## TEXTAUSSCHNITT

In Madrid sang sie 1977 nach dem Ende der Diktatur Francisco Francos unter anderem den Song We Shall Not be Moved (Spanisch No nos moverán), der 40 Jahre lang in Spanien verboten gewesen war. Sie sang gegen Diktaturen und Militärputsche in Südamerika und gründete 1979 die Menschenrechtsorganisation „Humanitas International Human Rights Committee“, die sich um Boatpeople aus Vietnam kümmerte. Sie leitete die Organisation, bis diese 1992 ihre Dienste einstellte.
In den 1980er Jahren unterstützte sie die Friedensbewegung. Sie spielte 1986 auf der von Amnesty International veranstalteten Tour Conspiracy of Hope zusammen mit Sting, Peter Gabriel und anderen. Václav Havel bezeichnete sie als „entscheidenden Einfluss auf die samtene Revolution“ in der Tschechoslowakei von 1989. Im selben Jahr veröffentlichte sie den Protestsong China, in dem sie die blutige Niederschlagung des Volksaufstandes auf dem Tian’anmen-Platz (Tian’anmen-Massaker) anprangerte. 1992 war sie eine der ersten Künstlerinnen, die Bosnien-Herzegowina besuchten. Im kriegszerstörten Sarajevo ging sie, geschützt durch eine kugelsichere Weste, mit Begleitschutz durch die Straßen, sprach mit den Menschen und musizierte u. a. mit dem als Cellist von Sarajevo bekannten Straßenmusiker Vedran Smailović.

## AUFGABE
Führe den Textausschnitt über das politische Engagement der Sängerin im Anschluss an seinen letzten Satz weiter. Die Einträge sind eigenständiges Material und gehören nicht zum Textausschnitt.

## DATENAUSZUG
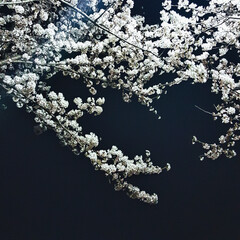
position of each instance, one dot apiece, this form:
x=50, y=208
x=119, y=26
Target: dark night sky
x=47, y=193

## LÖSUNG
Im Jahre 2003 gab sie zusammen mit Steve Earle, Emmylou Harris und Billy Bragg Konzerte gegen den Einsatz von Landminen. Auch gegen den Irakkrieg meldete sie sich im August 2005 zu Wort, als sie Cindy Sheehan, die Mutter eines getöteten Soldaten, bei ihrem Camp an der Zufahrt zu George Bushs Ranch besuchte. Außerdem ist sie bis heute Sponsorin des Zentralkomitees für Kriegsdienstverweigerer in den USA. Sie unterstützte 2008 die Präsidentschaftkandidatur von Obama. 2010 zeigte sich Baez in der Öffentlichkeit kritisch gegenüber dem neuen verschärften Einwanderungsgesetz für Mexikaner im US-Bundesstaat Arizona und nutzt dazu Konzertauftritte in ihrer Heimat, so im Juli 2010 in Salt Lake City.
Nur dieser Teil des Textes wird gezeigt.